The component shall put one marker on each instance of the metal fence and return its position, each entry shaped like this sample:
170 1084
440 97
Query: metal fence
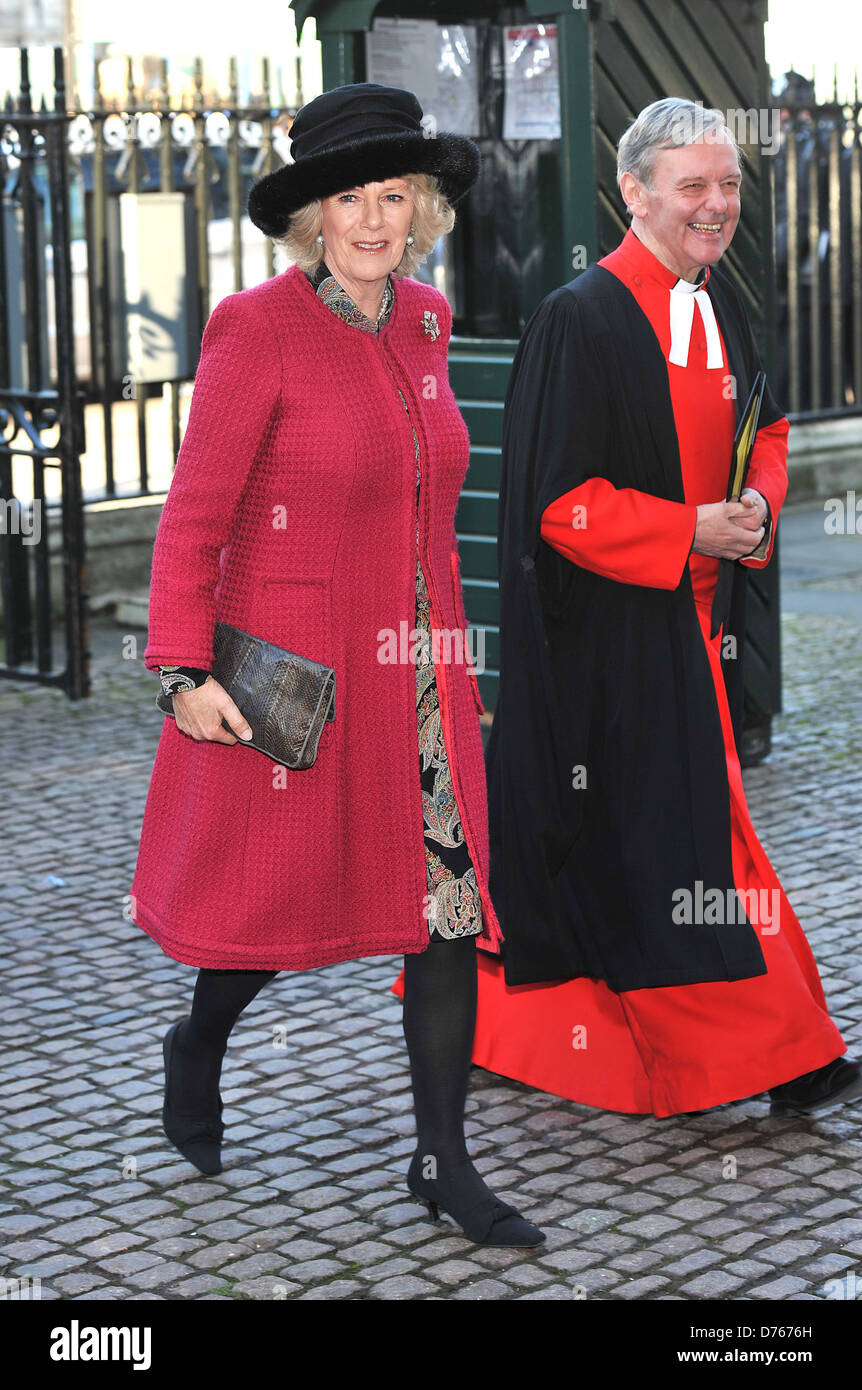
41 416
818 218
____
• Exercise directions
Everything in the records except the pictures is to be repeated exactly.

• Exercise result
The component shall put one marker on each instance of the metal fence and return its position, each entry shaped like this sample:
170 1084
440 97
Query: metal fence
41 416
818 218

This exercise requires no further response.